> [Short task]
Rescale the part of the listing that opens with the line containing "TARGET: sandy soil" and closes at the end of the listing. Reproduce only those lines, requests included, with every x and y pixel coordinate in the answers multiplied by 2.15 and rounded to a whole number, halves up.

> [Supplied material]
★ ★ ★
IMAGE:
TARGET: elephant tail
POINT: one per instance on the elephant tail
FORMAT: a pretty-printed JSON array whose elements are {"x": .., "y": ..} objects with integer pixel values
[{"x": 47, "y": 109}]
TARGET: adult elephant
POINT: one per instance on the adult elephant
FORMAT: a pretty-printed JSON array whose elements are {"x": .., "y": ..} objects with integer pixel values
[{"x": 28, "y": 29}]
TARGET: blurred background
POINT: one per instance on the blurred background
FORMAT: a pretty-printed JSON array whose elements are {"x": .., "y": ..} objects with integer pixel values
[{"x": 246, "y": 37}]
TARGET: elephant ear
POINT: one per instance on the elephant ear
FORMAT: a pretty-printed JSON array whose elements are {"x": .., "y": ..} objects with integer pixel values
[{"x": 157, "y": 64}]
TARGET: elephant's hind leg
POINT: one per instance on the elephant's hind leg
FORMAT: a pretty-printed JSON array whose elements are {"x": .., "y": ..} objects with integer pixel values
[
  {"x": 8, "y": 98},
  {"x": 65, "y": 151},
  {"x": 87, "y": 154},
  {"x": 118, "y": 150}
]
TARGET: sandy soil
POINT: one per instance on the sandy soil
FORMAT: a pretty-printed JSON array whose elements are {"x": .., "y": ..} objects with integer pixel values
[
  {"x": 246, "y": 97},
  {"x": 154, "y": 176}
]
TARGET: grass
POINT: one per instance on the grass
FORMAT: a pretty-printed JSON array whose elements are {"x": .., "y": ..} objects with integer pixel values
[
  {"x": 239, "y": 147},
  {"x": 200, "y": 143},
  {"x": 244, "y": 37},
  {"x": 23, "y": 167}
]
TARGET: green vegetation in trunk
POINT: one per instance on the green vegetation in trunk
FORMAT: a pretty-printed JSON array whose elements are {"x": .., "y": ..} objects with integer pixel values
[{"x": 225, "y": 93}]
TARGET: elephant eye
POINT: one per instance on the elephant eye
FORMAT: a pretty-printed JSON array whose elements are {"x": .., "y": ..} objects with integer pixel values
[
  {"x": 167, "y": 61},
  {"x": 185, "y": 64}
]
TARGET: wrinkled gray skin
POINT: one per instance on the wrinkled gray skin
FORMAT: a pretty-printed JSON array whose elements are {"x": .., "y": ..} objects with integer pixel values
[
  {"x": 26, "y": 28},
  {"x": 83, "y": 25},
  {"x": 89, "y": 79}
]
★ ★ ★
> [Result of the exercise]
TARGET: sandy soil
POINT: one per instance on the sandy soil
FORMAT: a pretty-printed JSON array whose elements are {"x": .., "y": ..} objects with integer pixel values
[
  {"x": 529, "y": 209},
  {"x": 331, "y": 378}
]
TARGET: grass
POINT: one per instance on the grass
FORMAT: a pretty-printed JSON array whose elements are {"x": .., "y": ..} objects with integer pixel values
[
  {"x": 514, "y": 316},
  {"x": 430, "y": 307},
  {"x": 525, "y": 80},
  {"x": 49, "y": 359}
]
TARGET: green vegetation in trunk
POINT: one per instance on the green vegetation in trunk
FORMAT: a pretty-printed JSON array whose elements are {"x": .., "y": ..} objects with integer pixel values
[{"x": 484, "y": 200}]
TARGET: elephant eye
POINT: one per instance on the elephant eye
FORMAT: a pretty-printed JSON array whose elements are {"x": .., "y": ..} objects with integer pixel values
[
  {"x": 359, "y": 131},
  {"x": 398, "y": 138}
]
TARGET: wrinkled gray skin
POINT: one per instance on the wrinkled gray skin
FORMAT: a pretty-printed JSON array whose elements are {"x": .., "y": ..} objects with integer pixel values
[
  {"x": 56, "y": 60},
  {"x": 178, "y": 54},
  {"x": 191, "y": 170}
]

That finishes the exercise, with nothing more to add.